### Stored records

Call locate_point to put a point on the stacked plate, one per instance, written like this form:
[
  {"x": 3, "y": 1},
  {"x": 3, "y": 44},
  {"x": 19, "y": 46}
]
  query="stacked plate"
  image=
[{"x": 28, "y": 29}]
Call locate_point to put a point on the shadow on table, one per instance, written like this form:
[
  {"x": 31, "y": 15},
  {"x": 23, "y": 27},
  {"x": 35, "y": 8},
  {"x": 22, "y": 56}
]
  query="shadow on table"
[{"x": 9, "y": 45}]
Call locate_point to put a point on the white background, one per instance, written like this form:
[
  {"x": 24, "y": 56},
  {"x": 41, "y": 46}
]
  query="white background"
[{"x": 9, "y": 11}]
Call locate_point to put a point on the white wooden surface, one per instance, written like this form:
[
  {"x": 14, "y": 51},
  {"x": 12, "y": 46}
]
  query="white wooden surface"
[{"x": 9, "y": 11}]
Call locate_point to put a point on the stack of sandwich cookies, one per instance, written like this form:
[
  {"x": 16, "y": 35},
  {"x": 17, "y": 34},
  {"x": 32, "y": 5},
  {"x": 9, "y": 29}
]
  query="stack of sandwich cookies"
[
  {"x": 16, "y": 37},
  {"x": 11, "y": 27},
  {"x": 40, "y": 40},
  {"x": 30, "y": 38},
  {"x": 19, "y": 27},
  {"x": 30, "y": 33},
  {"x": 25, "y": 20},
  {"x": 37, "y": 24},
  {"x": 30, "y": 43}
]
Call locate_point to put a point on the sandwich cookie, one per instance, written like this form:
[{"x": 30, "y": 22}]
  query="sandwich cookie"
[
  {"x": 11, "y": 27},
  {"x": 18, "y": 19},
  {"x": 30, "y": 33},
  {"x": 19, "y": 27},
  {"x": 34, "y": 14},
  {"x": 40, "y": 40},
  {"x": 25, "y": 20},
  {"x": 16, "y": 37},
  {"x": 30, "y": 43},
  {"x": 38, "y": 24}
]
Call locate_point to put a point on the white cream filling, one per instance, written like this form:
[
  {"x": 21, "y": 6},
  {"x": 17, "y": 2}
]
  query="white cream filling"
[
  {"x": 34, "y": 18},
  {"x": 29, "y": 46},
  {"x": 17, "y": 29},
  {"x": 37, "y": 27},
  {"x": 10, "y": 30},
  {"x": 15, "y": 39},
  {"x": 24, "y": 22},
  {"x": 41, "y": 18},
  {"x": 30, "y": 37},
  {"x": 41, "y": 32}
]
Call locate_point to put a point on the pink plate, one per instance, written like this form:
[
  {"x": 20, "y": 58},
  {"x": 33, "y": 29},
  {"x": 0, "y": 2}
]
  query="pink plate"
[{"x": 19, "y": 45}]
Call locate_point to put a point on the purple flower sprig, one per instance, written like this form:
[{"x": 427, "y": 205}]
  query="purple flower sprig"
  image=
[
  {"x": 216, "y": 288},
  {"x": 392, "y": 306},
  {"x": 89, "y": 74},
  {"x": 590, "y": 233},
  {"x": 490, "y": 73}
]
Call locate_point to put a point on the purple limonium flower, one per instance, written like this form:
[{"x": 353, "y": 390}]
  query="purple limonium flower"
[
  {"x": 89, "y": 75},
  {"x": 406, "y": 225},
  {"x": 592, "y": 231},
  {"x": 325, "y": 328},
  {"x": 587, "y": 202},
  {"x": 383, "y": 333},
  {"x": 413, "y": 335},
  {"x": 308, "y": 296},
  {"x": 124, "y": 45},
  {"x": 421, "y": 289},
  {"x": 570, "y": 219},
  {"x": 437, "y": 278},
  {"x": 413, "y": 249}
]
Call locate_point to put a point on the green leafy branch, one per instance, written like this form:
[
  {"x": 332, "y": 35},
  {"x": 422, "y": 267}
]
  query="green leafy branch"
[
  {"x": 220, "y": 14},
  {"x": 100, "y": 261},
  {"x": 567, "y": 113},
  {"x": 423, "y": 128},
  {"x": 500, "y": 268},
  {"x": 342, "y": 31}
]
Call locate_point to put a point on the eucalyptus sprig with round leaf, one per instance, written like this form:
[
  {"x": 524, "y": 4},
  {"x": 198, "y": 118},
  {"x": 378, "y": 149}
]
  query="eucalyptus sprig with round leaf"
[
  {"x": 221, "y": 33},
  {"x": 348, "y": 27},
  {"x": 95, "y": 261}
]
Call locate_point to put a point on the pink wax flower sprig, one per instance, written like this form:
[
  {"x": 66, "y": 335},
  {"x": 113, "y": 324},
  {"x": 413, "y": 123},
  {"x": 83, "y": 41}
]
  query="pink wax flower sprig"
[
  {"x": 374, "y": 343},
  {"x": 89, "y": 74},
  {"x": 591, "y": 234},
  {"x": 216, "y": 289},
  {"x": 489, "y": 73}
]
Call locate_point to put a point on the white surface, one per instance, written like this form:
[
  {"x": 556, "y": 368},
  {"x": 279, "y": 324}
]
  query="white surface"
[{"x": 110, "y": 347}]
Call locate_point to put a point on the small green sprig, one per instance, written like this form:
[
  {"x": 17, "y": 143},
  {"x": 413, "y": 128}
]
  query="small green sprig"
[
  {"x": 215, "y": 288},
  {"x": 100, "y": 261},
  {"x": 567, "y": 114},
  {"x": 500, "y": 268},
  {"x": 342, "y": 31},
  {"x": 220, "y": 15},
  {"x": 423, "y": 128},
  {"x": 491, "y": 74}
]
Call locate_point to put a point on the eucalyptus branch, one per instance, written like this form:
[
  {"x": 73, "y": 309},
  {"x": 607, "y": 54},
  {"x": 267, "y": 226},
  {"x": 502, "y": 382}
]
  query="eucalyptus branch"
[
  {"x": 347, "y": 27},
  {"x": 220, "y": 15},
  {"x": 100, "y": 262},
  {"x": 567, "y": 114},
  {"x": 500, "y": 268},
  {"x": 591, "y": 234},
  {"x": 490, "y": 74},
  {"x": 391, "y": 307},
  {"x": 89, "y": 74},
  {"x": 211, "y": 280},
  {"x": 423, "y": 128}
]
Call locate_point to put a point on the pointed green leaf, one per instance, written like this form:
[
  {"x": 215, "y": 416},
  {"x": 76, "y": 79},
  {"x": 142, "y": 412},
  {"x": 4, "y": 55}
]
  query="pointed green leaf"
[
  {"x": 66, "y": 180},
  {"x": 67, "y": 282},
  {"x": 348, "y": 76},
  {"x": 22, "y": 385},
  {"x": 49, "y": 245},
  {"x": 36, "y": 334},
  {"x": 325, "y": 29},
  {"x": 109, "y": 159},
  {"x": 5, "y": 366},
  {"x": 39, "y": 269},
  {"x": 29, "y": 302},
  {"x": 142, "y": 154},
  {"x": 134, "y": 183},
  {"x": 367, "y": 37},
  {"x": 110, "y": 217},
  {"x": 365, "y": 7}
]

######

* **What to work on**
Give the listing above again, word for word.

* **Task solution**
Call locate_point to put a point on the stacked plate, one per instance, written like this form:
[
  {"x": 3, "y": 1},
  {"x": 3, "y": 44},
  {"x": 19, "y": 46}
]
  query="stacked plate"
  image=
[{"x": 28, "y": 29}]
Call locate_point to put a point on the shadow on table, one per instance, written like this form:
[
  {"x": 31, "y": 15},
  {"x": 23, "y": 27},
  {"x": 35, "y": 8},
  {"x": 22, "y": 56}
]
  query="shadow on table"
[{"x": 9, "y": 45}]
Call locate_point to put a point on the white background, one per instance, written like this form:
[
  {"x": 24, "y": 56},
  {"x": 41, "y": 46}
]
  query="white background"
[{"x": 9, "y": 11}]
Call locate_point to put a point on the white wooden surface, one per instance, written like this form:
[
  {"x": 14, "y": 51},
  {"x": 12, "y": 46}
]
  query="white wooden surface"
[{"x": 9, "y": 11}]
Call locate_point to put a point on the stack of sandwich cookies, one per instance, written like this form:
[
  {"x": 16, "y": 35},
  {"x": 17, "y": 34},
  {"x": 32, "y": 5},
  {"x": 9, "y": 29}
]
  query="stack of sandwich cookies"
[
  {"x": 16, "y": 37},
  {"x": 11, "y": 27},
  {"x": 40, "y": 40},
  {"x": 30, "y": 38},
  {"x": 19, "y": 27},
  {"x": 30, "y": 33},
  {"x": 25, "y": 20},
  {"x": 37, "y": 24},
  {"x": 30, "y": 43}
]
Call locate_point to put a point on the sandwich cookie, one per instance, written like this form:
[{"x": 30, "y": 22}]
  query="sandwich cookie"
[
  {"x": 11, "y": 27},
  {"x": 18, "y": 19},
  {"x": 30, "y": 33},
  {"x": 19, "y": 27},
  {"x": 34, "y": 14},
  {"x": 40, "y": 40},
  {"x": 25, "y": 20},
  {"x": 16, "y": 37},
  {"x": 30, "y": 43},
  {"x": 38, "y": 24}
]
Call locate_point to put a point on the white cream filling, one per instance, written like this form:
[
  {"x": 21, "y": 6},
  {"x": 17, "y": 2}
]
  query="white cream filling"
[
  {"x": 34, "y": 18},
  {"x": 29, "y": 46},
  {"x": 17, "y": 29},
  {"x": 37, "y": 27},
  {"x": 10, "y": 30},
  {"x": 15, "y": 39},
  {"x": 24, "y": 22},
  {"x": 41, "y": 18},
  {"x": 30, "y": 37},
  {"x": 41, "y": 32}
]
Call locate_point to put a point on the pink plate, one per instance, written like this form:
[
  {"x": 20, "y": 58},
  {"x": 33, "y": 29},
  {"x": 0, "y": 2}
]
  query="pink plate"
[{"x": 19, "y": 45}]
Call locate_point to put a point on the purple flower sprig, one per instance, written like this form:
[{"x": 427, "y": 205}]
  query="purple flower sprig"
  image=
[
  {"x": 216, "y": 288},
  {"x": 392, "y": 306},
  {"x": 89, "y": 74},
  {"x": 590, "y": 233},
  {"x": 490, "y": 73}
]
Call locate_point to put a point on the purple limonium flower, one per instance, written like this form:
[{"x": 353, "y": 390}]
  query="purple limonium flower"
[
  {"x": 89, "y": 75},
  {"x": 406, "y": 225},
  {"x": 592, "y": 231},
  {"x": 325, "y": 328},
  {"x": 587, "y": 202},
  {"x": 383, "y": 333},
  {"x": 413, "y": 335},
  {"x": 308, "y": 296},
  {"x": 124, "y": 45},
  {"x": 421, "y": 289},
  {"x": 570, "y": 219},
  {"x": 437, "y": 278},
  {"x": 413, "y": 249}
]
Call locate_point to put a point on the green leafy branch, one per instance, written like this form:
[
  {"x": 332, "y": 35},
  {"x": 422, "y": 267}
]
  query="green leafy branch"
[
  {"x": 220, "y": 14},
  {"x": 100, "y": 261},
  {"x": 567, "y": 113},
  {"x": 423, "y": 128},
  {"x": 500, "y": 268},
  {"x": 342, "y": 31}
]
Call locate_point to put a point on the eucalyptus sprig with round leaf, one per instance, written like this form:
[
  {"x": 524, "y": 4},
  {"x": 198, "y": 118},
  {"x": 378, "y": 149}
]
  query="eucalyptus sprig with round leaf"
[
  {"x": 221, "y": 33},
  {"x": 348, "y": 27},
  {"x": 95, "y": 261}
]
Call locate_point to put a point on the pink wax flower sprig, one per instance, written like this form:
[
  {"x": 66, "y": 335},
  {"x": 113, "y": 324},
  {"x": 413, "y": 123},
  {"x": 83, "y": 41}
]
  query="pink wax flower sprig"
[
  {"x": 374, "y": 343},
  {"x": 89, "y": 74},
  {"x": 591, "y": 234},
  {"x": 216, "y": 289},
  {"x": 489, "y": 73}
]
Call locate_point to put a point on the white surface, one per instance, written like this form:
[
  {"x": 556, "y": 368},
  {"x": 279, "y": 324}
]
  query="white surface"
[{"x": 110, "y": 347}]
Call locate_point to put a point on the small green sprig, one per instance, written like this form:
[
  {"x": 17, "y": 143},
  {"x": 413, "y": 128}
]
  query="small green sprig"
[
  {"x": 215, "y": 288},
  {"x": 100, "y": 261},
  {"x": 567, "y": 114},
  {"x": 500, "y": 268},
  {"x": 342, "y": 31},
  {"x": 220, "y": 15},
  {"x": 423, "y": 128},
  {"x": 491, "y": 74}
]
Call locate_point to put a point on the eucalyptus branch, one per instance, written like this form:
[
  {"x": 73, "y": 309},
  {"x": 607, "y": 54},
  {"x": 267, "y": 226},
  {"x": 502, "y": 382}
]
  query="eucalyptus branch"
[
  {"x": 347, "y": 27},
  {"x": 220, "y": 15},
  {"x": 100, "y": 262},
  {"x": 567, "y": 114},
  {"x": 500, "y": 268},
  {"x": 591, "y": 234},
  {"x": 490, "y": 74},
  {"x": 391, "y": 307},
  {"x": 89, "y": 74},
  {"x": 211, "y": 280},
  {"x": 423, "y": 128}
]
Call locate_point to put a point on the pointed green leaf, one per instance, written like this form:
[
  {"x": 215, "y": 416},
  {"x": 76, "y": 79},
  {"x": 142, "y": 412},
  {"x": 4, "y": 55}
]
  query="pointed green leaf"
[
  {"x": 66, "y": 180},
  {"x": 67, "y": 282},
  {"x": 348, "y": 76},
  {"x": 22, "y": 385},
  {"x": 49, "y": 245},
  {"x": 36, "y": 334},
  {"x": 325, "y": 29},
  {"x": 109, "y": 159},
  {"x": 5, "y": 366},
  {"x": 39, "y": 269},
  {"x": 29, "y": 302},
  {"x": 142, "y": 154},
  {"x": 134, "y": 183},
  {"x": 367, "y": 37},
  {"x": 110, "y": 217},
  {"x": 365, "y": 7}
]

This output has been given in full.